#### Work to be completed
Decide whether each of the following statements agrees with the text on the future of bluegrass, answering yes or no and quoting the deciding words of the text. 1. The person who posed the question was born and raised in southern Ohio. 2. The question appeared on a Facebook feed on a Friday morning. 3. The person who posed the question says open jam sessions are still held nearby every weekend.

#### Source
━━━
Where Is Bluegrass Headed?
This question popped up on my Facebook feed on Monday morning: “In your opinion, is bluegrass music on the decline, or it it growing? And what will it be like in 20 years??” The writer, in his explanation, went on to say, “I live in southern Ohio, born and raised … When I was growing up in the late 70s and 80s, there were always plenty of places to go to hear and play bluegrass music. Open jam sessions every weekend somewhere close … Not any more … There are a few pickers still around but very few shows to go see and very seldom an open jam session around these parts … There are a few festivals around but they’re not like they used to be with very limited jammin! When you do find a jam, it’s usually some young kids that are only “practicing” and it usually doesn’t resemble traditional bluegrass … It’s DEFINITELY on the decline in these parts!”
━━━
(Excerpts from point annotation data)
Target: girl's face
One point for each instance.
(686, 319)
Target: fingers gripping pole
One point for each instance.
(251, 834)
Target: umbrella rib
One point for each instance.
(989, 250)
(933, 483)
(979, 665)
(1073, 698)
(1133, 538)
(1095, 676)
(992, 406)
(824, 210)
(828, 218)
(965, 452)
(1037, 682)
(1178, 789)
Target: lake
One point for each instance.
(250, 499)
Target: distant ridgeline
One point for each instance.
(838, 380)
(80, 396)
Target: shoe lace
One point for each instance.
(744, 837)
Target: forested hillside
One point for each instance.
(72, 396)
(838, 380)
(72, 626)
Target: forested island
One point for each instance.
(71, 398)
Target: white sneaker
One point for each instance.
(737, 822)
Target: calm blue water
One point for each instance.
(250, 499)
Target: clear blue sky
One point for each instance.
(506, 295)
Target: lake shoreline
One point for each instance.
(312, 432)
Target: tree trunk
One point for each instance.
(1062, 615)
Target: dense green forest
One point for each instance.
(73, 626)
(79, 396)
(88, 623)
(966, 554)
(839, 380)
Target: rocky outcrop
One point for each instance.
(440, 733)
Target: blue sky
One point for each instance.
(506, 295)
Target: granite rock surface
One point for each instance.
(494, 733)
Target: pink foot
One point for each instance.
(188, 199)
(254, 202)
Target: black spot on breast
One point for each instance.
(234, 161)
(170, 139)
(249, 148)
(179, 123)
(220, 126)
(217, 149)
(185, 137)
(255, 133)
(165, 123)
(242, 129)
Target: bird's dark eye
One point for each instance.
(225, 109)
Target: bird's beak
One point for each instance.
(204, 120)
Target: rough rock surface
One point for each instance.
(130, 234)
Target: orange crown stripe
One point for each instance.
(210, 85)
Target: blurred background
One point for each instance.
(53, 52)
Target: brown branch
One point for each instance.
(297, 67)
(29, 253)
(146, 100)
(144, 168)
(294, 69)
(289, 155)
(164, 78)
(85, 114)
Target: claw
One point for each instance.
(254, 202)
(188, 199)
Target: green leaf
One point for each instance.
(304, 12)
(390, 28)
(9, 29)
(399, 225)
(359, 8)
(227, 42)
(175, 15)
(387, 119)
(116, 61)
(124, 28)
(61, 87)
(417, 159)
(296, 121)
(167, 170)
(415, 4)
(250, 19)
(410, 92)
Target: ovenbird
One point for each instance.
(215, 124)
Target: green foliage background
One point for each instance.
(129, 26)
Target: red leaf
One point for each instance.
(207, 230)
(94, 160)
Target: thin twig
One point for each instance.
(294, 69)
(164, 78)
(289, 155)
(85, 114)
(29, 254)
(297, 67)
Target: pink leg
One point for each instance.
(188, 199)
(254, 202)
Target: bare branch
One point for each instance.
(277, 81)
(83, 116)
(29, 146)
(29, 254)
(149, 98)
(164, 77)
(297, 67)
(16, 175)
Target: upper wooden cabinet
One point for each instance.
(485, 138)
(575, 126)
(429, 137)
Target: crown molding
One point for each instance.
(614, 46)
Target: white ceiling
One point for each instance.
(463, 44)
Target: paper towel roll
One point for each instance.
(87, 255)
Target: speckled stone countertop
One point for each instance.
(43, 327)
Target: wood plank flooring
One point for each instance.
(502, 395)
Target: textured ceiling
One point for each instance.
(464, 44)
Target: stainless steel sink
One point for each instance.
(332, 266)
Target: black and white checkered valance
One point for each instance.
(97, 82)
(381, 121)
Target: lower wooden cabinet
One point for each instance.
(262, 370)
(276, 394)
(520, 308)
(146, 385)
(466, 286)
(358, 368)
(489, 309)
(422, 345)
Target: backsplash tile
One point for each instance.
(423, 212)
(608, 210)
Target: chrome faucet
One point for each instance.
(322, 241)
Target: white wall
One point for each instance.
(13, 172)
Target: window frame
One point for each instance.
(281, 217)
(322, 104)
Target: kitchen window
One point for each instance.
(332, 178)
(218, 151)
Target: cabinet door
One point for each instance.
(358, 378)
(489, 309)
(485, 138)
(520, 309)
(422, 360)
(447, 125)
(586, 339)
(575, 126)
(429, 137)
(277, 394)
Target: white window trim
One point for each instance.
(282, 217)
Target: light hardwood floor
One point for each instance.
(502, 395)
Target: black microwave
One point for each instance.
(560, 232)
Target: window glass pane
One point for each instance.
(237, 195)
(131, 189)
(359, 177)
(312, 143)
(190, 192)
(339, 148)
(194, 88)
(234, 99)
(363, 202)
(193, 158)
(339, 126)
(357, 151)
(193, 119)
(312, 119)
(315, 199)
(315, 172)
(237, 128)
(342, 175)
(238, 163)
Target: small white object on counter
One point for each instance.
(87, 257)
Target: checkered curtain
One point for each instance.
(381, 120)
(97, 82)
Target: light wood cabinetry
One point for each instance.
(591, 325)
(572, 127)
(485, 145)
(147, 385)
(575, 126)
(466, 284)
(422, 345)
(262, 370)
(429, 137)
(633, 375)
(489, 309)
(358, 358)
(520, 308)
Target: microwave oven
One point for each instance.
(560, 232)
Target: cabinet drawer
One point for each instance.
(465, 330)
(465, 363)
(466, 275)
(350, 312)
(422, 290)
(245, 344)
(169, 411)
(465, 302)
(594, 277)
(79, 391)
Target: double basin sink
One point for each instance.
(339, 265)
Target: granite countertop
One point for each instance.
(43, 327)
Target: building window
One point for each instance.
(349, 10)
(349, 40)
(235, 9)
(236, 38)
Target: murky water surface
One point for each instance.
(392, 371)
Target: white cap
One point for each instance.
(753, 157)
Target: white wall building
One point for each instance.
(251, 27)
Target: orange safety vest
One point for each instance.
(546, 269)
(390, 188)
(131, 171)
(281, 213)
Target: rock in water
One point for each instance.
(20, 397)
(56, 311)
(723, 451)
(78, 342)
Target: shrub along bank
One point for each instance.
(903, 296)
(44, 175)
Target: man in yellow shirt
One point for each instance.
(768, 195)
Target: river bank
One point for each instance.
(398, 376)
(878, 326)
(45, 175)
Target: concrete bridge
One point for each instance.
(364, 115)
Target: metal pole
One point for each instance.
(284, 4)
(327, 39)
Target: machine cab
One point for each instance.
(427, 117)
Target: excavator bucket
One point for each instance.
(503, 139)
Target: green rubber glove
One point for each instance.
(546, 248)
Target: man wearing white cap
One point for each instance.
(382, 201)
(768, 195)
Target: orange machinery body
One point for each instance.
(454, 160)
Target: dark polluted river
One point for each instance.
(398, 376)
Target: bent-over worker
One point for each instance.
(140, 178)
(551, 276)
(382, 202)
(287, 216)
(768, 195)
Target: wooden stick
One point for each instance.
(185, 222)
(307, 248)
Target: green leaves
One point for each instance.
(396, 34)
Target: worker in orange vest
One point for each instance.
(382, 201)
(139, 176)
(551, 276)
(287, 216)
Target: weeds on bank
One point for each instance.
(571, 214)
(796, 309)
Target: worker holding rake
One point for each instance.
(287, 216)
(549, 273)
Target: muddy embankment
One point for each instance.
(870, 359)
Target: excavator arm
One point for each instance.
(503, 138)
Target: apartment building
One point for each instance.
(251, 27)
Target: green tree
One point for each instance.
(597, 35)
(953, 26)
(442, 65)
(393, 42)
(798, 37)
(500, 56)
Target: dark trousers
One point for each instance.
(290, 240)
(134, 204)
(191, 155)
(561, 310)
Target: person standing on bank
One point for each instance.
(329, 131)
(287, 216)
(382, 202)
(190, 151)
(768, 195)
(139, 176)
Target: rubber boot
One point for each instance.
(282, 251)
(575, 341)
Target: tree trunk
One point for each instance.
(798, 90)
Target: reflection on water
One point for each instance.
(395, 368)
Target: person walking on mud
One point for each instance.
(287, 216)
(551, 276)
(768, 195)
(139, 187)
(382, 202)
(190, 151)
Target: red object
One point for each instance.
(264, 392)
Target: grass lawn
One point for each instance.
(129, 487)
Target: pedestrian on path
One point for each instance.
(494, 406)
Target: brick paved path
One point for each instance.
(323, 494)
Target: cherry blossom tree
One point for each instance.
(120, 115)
━━━
#### Result of this exercise
1. Yes: "I live in southern Ohio, born and raised"
2. No: "This question popped up on my Facebook feed on Monday morning"
3. No: "very seldom an open jam session around these parts"